Things to do:
1: According to the release on the advisory group's report, how many recommendations does the report make?
2: In the release on the advisory group's report, rewrite the passage starting with "Its report is released" and going on through "into operational details.", with "officials" changed to "administrators".

Text block:
Independent report on Future Research Assessment Programme released

The International Advisory Group (IAG) was established two years ago to give independent advice to the Future Research Assessment Programme (FRAP) via the FRAP Board.

Its report is released today alongside initial decisions from the FRAP Board.  The IAG’s role was to give an international perspective and to challenge officials on the high-level principles rather than to get into operational details.

The 32-page report details the considerations and discussions by the IAG. It makes 13 recommendations and provides additional commentary. In particular, it notes:

  • The ultimate goal of the REF is to ensure that the UK continues to deliver research excellence.
  • The REF shouldn’t be just a system for distribution of funding, the goal is to ensure a sustainable UK research system. It should therefore be forward-looking and assessment should be based far more on how institutions develop forward looking strategy and environment and much less on past performance by individuals.
  • But the purposes of the exercise need to eb focused to. continue to provide a source of research funding linked to research excellence; give accountability for this research funding; and provide system-wide and institutional data for performance enhancement at those levels.
  • Inherently terms like quality, excellence, impact are imprecise but the desire for greater precision exists because the it is linked to funding . This creates burdensome processes and cost as does its use, both appropriate and inappropriate by institutions beyond the needs of the REF. The report suggests ways in which costs might be reduced.
  • The report notes the global trend away from use of traditional bibliometrics to assess research quality
  • The exercise has significant impact on research culture and the UK’s research and innovation landscape as a whole. It is therefore important at the institutional level to develop ways of recognising and rewarding positive research culture – hence the focus on the Institution rather than the individual.
  • Therefore the balance between research outputs, research impact and research environment needs to change significantly. The report suggests 33% for each component.
  • Cross disciplinary and transdisciplinary research needs to be given greater emphasis.
  • It notes the global trend away from use of traditional bibliometrics to assess research quality
  • There are, of course, wider issues within the research sector (EDI and representation, support of transdisciplinary research, toxic research culture etc). The REF should not be blamed for these and cannot be seen as the sole tool for fixing these issues.
  • Work needs to be done to develop useful proxies of the institutional environment
  • It is almost certain that further evolution of the REF will be needed after 2028. Any change in research assessment will have both intended and unintended consequences. There remain emergent challenges which will need further consideration. Further consideration may be needed even before then of the impact of generative AI on research production and outputs.
  • The REF and the UK research system must be viewed in an international context. This means far less focus on traditional output measures such a classic bibliometrics. For development of this and future exercises, funding bodies should continue to engage, for example, engaging with the GRC and with COARA.

The IAG notes that much of its report is well reflected in the FRAP board’s initial report.

The report can be found at the Future Research Assessment Programme website and at the Koi Tū website.

Source material:
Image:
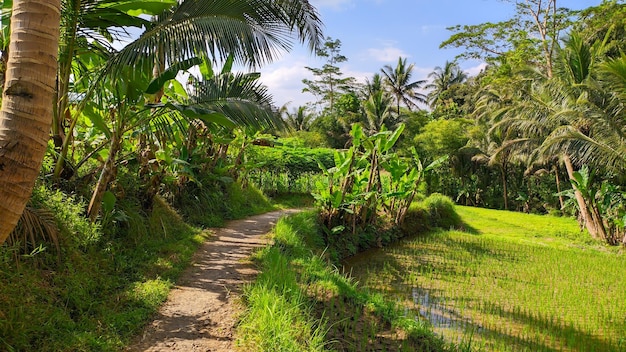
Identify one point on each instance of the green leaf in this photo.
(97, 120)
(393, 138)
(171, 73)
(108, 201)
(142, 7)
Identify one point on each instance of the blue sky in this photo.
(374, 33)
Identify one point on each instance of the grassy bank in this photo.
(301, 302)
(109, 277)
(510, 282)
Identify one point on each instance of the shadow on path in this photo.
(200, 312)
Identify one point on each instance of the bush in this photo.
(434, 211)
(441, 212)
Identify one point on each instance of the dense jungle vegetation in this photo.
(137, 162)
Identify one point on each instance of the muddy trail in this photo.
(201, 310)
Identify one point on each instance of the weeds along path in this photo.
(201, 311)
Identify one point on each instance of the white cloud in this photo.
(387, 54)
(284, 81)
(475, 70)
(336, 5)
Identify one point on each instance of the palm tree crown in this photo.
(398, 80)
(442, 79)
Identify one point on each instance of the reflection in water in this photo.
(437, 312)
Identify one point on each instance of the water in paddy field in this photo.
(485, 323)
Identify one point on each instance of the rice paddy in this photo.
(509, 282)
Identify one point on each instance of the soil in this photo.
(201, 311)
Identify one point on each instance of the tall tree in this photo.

---

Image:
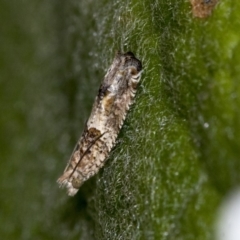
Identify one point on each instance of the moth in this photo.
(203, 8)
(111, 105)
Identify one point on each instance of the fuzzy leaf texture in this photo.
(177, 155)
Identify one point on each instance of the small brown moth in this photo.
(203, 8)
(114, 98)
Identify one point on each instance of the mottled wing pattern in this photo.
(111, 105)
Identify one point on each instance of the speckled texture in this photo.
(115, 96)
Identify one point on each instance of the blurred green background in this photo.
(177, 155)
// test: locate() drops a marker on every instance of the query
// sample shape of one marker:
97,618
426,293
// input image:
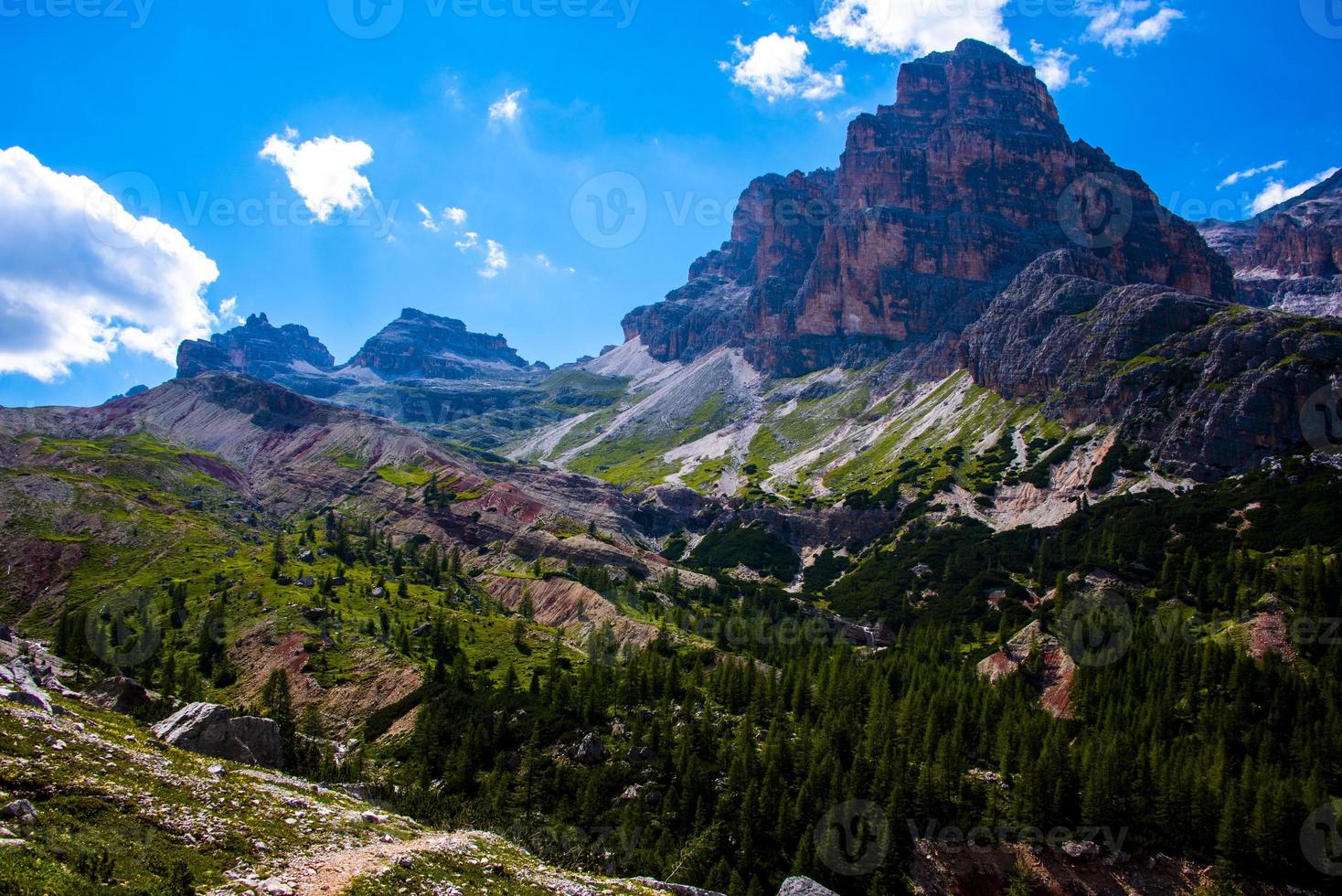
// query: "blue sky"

Exercise answers:
1: 13

2:
Its report is released today alongside initial decisions from the FRAP Board.  The IAG’s role was to give an international perspective and to challenge administrators on the high-level principles rather than to get into operational details.